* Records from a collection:
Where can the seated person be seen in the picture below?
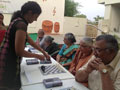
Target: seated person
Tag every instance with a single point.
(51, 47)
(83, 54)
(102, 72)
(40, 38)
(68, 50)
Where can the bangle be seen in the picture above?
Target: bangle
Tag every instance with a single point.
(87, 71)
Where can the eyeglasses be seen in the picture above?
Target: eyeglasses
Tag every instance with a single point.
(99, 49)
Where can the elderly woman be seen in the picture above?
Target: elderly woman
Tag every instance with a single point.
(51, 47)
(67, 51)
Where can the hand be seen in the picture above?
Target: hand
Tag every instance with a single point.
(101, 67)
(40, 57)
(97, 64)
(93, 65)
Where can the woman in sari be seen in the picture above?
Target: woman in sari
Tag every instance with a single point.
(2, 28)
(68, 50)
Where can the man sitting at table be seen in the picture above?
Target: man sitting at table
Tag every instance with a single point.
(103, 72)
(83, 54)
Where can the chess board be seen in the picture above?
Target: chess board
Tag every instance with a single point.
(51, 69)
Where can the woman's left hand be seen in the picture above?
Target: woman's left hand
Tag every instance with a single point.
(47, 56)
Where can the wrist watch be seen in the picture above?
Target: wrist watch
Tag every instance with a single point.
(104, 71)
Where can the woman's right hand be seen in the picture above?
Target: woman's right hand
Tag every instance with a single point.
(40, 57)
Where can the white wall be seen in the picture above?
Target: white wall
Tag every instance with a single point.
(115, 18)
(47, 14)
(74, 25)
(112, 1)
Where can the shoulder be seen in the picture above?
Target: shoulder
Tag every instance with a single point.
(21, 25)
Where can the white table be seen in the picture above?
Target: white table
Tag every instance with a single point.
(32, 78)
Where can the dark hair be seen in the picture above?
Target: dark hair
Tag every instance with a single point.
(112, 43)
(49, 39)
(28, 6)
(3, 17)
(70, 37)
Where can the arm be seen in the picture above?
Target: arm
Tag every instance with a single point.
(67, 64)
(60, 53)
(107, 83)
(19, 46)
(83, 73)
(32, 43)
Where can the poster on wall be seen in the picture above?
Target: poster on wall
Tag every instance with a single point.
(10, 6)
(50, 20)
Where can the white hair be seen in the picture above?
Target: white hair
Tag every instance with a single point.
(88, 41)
* * *
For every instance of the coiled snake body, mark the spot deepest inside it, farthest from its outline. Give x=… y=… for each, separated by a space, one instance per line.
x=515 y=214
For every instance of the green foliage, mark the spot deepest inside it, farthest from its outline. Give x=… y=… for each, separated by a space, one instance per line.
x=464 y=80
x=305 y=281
...
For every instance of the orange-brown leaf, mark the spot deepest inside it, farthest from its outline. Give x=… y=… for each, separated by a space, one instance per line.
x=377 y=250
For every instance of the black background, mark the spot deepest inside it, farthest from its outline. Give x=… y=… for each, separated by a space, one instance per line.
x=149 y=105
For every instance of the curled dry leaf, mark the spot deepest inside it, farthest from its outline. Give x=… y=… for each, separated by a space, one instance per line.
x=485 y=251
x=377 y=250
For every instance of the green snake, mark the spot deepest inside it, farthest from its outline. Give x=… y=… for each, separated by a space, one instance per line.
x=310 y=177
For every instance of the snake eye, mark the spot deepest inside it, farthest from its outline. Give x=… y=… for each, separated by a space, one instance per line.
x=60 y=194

* Work required:
Both end lines included, restate word for word the lines above from the line with "Target: chess board" to the line with "Target: white wall", and nothing else.

* Response area:
Target: chess board
Tag every instance with a single point.
(51, 69)
Where can the woman's left hand be seen in the picture above?
Target: woman's left hand
Tag every instance with a single point.
(47, 56)
Where can the wrist watch be seen in the picture above?
Target: wrist watch
Tag every instance with a single point.
(104, 71)
Where can the woman's right hand be seen in the picture above?
Target: woman's right hand
Tag every instance with a single point.
(40, 57)
Where can the white wall be seen in the picture above?
Target: white wall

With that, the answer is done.